> _WORK INSTRUCTION_
Would you output all the entries below without altering a word?

Data excerpts:
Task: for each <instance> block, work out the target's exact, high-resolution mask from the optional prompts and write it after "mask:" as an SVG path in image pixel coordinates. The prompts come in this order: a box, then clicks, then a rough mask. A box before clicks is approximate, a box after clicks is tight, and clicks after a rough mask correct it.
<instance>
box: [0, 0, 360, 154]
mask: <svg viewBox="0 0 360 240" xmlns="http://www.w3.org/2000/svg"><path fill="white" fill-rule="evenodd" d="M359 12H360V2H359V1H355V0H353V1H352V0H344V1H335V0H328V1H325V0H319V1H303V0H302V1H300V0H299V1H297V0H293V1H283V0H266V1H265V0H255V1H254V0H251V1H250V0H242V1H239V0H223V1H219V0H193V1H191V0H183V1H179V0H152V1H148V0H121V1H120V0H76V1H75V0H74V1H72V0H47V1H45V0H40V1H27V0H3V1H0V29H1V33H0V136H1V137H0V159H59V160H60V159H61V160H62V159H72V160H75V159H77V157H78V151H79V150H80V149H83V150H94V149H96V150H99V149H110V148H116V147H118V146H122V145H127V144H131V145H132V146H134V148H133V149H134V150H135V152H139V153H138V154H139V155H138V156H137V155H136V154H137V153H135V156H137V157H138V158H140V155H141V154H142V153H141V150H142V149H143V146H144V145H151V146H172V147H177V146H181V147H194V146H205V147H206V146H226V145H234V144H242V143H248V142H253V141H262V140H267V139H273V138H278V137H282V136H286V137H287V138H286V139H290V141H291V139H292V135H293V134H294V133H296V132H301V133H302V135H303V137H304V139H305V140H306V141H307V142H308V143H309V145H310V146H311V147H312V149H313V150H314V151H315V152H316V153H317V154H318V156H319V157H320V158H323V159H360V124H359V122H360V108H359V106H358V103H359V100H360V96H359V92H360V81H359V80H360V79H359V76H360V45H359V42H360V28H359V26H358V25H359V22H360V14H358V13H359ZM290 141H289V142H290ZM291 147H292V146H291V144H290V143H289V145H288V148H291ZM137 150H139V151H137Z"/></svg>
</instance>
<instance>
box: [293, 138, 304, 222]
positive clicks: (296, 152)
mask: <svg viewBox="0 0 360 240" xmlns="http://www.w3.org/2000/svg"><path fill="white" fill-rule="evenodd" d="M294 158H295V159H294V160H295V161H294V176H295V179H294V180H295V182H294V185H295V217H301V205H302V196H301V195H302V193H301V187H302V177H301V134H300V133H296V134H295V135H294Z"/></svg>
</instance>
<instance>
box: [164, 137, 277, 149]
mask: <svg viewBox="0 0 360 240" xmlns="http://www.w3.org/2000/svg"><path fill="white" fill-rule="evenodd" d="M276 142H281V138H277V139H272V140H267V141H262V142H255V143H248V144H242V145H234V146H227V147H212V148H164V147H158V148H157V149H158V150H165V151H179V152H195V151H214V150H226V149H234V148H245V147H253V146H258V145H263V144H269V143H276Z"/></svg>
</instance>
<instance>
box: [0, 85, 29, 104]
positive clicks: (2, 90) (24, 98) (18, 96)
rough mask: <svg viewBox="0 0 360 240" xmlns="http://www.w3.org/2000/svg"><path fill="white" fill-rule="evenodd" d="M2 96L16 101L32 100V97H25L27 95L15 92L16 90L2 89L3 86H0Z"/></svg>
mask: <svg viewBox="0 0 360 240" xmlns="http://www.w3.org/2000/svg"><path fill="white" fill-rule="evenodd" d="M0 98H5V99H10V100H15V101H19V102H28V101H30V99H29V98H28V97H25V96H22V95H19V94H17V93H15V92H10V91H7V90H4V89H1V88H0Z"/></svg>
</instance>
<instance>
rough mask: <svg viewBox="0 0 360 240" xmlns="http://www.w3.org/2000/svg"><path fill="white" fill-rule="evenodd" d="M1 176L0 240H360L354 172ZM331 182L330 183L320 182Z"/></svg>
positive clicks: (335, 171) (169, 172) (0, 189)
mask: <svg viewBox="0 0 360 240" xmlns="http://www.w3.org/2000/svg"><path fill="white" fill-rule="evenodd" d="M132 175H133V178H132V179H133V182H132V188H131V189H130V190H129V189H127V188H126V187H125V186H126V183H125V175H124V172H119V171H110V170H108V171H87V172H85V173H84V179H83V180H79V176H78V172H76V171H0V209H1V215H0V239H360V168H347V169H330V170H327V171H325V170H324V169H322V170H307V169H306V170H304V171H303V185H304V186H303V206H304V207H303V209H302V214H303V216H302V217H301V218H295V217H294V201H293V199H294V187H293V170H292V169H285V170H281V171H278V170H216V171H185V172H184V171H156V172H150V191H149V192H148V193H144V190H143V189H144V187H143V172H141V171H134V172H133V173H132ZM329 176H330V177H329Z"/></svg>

> _SOLUTION FOR THIS PROBLEM_
Task: for each <instance> block, work out the target's exact, high-resolution mask from the optional prompts and write it after "mask:" as an SVG path in image pixel coordinates. The prompts come in this order: a box, then clicks, then a rough mask. A box before clicks is approximate, a box after clicks is tight, and clicks after a rough mask correct it.
<instance>
box: [0, 0, 360, 154]
mask: <svg viewBox="0 0 360 240" xmlns="http://www.w3.org/2000/svg"><path fill="white" fill-rule="evenodd" d="M359 12H360V2H359V1H355V0H353V1H352V0H344V1H335V0H328V1H325V0H319V1H303V0H302V1H300V0H299V1H297V0H293V1H283V0H266V1H265V0H255V1H254V0H251V1H250V0H242V1H239V0H223V1H219V0H193V1H191V0H183V1H179V0H152V1H148V0H121V1H120V0H76V1H75V0H74V1H72V0H47V1H45V0H40V1H27V0H3V1H0V29H1V33H0V136H1V137H0V159H59V160H60V159H61V160H62V159H72V160H75V159H77V157H78V151H79V150H80V149H83V150H94V149H96V150H99V149H110V148H116V147H118V146H122V145H127V144H131V145H132V146H134V148H133V149H134V150H135V152H139V153H138V154H139V155H138V156H137V155H136V154H137V153H135V156H137V157H138V158H140V155H141V154H142V153H141V150H142V149H143V146H144V145H151V146H172V147H177V146H181V147H194V146H205V147H206V146H226V145H234V144H242V143H248V142H253V141H262V140H267V139H273V138H278V137H282V136H286V137H287V138H286V139H290V141H291V139H292V135H293V134H294V133H296V132H301V133H302V135H303V137H304V139H305V140H306V141H307V142H308V143H309V145H310V146H311V147H312V149H313V150H314V151H315V152H316V153H317V154H318V156H319V157H320V158H323V159H360V124H359V122H360V108H359V106H358V103H359V100H360V96H359V92H360V81H359V80H360V79H359V76H360V45H359V42H360V28H359V26H358V25H359V22H360V14H358V13H359ZM290 141H289V142H290ZM291 147H292V146H291V144H290V143H289V145H288V148H291ZM137 150H139V151H137Z"/></svg>
</instance>
<instance>
box: [293, 138, 304, 222]
positive clicks: (296, 152)
mask: <svg viewBox="0 0 360 240" xmlns="http://www.w3.org/2000/svg"><path fill="white" fill-rule="evenodd" d="M294 158H295V159H294V160H295V161H294V176H295V179H294V180H295V182H294V185H295V217H301V205H302V196H301V195H302V193H301V187H302V177H301V134H300V133H296V134H295V135H294Z"/></svg>
</instance>
<instance>
box: [164, 137, 277, 149]
mask: <svg viewBox="0 0 360 240" xmlns="http://www.w3.org/2000/svg"><path fill="white" fill-rule="evenodd" d="M276 142H281V138H277V139H272V140H267V141H262V142H255V143H248V144H242V145H234V146H227V147H212V148H164V147H158V148H157V149H158V150H165V151H179V152H195V151H214V150H226V149H234V148H245V147H253V146H258V145H263V144H269V143H276Z"/></svg>
</instance>
<instance>
box: [0, 85, 29, 104]
positive clicks: (2, 90) (24, 98) (18, 96)
rough mask: <svg viewBox="0 0 360 240" xmlns="http://www.w3.org/2000/svg"><path fill="white" fill-rule="evenodd" d="M2 96L16 101L32 100V97H25L27 95L15 92L16 90L2 89L3 86H0Z"/></svg>
mask: <svg viewBox="0 0 360 240" xmlns="http://www.w3.org/2000/svg"><path fill="white" fill-rule="evenodd" d="M0 98H5V99H10V100H15V101H19V102H28V101H30V99H29V98H28V97H25V96H22V95H19V94H17V93H15V92H10V91H7V90H4V89H1V88H0Z"/></svg>
</instance>
<instance>
rough mask: <svg viewBox="0 0 360 240" xmlns="http://www.w3.org/2000/svg"><path fill="white" fill-rule="evenodd" d="M1 176L0 240H360L354 172ZM331 182L330 183L320 182Z"/></svg>
positive clicks: (335, 171) (169, 172) (0, 189)
mask: <svg viewBox="0 0 360 240" xmlns="http://www.w3.org/2000/svg"><path fill="white" fill-rule="evenodd" d="M132 175H133V178H132V179H133V182H132V188H131V189H130V190H129V189H127V188H126V187H125V186H126V183H125V175H124V172H119V171H110V170H108V171H87V172H85V173H84V179H83V180H79V176H78V172H76V171H0V209H1V215H0V239H360V168H347V169H330V170H327V171H325V170H324V169H322V170H307V169H306V170H304V171H303V185H304V186H303V206H304V207H303V209H302V214H303V216H302V217H301V218H295V217H294V201H293V199H294V187H293V170H292V169H285V170H281V171H278V170H216V171H185V172H184V171H156V172H150V191H149V192H148V193H144V190H143V189H144V187H143V172H141V171H134V172H133V173H132ZM329 176H330V177H329Z"/></svg>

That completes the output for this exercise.